**DATA PROVIDED:**
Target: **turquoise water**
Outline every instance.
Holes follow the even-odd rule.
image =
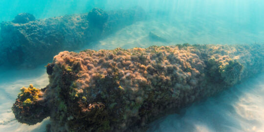
[[[146,20],[81,50],[185,43],[254,44],[264,43],[264,5],[261,0],[2,0],[0,22],[12,21],[22,12],[44,19],[86,13],[94,7],[110,11],[138,6],[147,13]],[[150,41],[150,31],[169,43]],[[15,120],[10,109],[22,86],[34,83],[43,88],[48,84],[44,66],[0,73],[0,132],[44,132],[47,119],[33,126],[22,124]],[[263,79],[263,75],[259,75],[216,97],[195,103],[180,114],[162,118],[151,124],[148,132],[264,132]]]

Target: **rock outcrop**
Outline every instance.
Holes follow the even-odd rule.
[[[87,14],[37,20],[20,14],[1,23],[0,64],[34,67],[60,51],[79,49],[145,16],[138,7],[109,12],[94,8]]]
[[[263,51],[260,44],[186,44],[64,51],[47,66],[49,84],[22,88],[12,110],[29,125],[50,117],[52,132],[138,132],[264,71]]]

**GIVEN PROBLEM:**
Could you repeat the listing above word for word, from start to finish, but leave out the picture?

**EXERCISE RESPONSE:**
Target: **turquoise water**
Outline every instance.
Holes follow the even-odd rule.
image =
[[[146,20],[81,50],[185,43],[254,44],[264,43],[264,5],[261,0],[2,0],[0,22],[12,21],[22,12],[44,19],[86,13],[94,7],[110,11],[138,6],[147,13]],[[150,41],[150,31],[169,43]],[[15,120],[10,109],[22,86],[34,83],[43,88],[48,84],[44,66],[0,73],[0,132],[44,132],[47,119],[33,126],[22,124]],[[263,79],[263,75],[259,75],[216,97],[195,103],[180,114],[162,118],[151,124],[148,132],[264,132]]]

Target: **rock outcrop**
Outline every instance.
Holes follow the even-odd rule.
[[[87,14],[37,20],[20,14],[1,23],[0,64],[34,67],[60,51],[79,49],[145,16],[138,7],[109,12],[94,8]]]
[[[263,51],[260,44],[186,44],[64,51],[47,66],[49,84],[22,88],[12,110],[29,125],[50,117],[52,132],[138,132],[264,71]]]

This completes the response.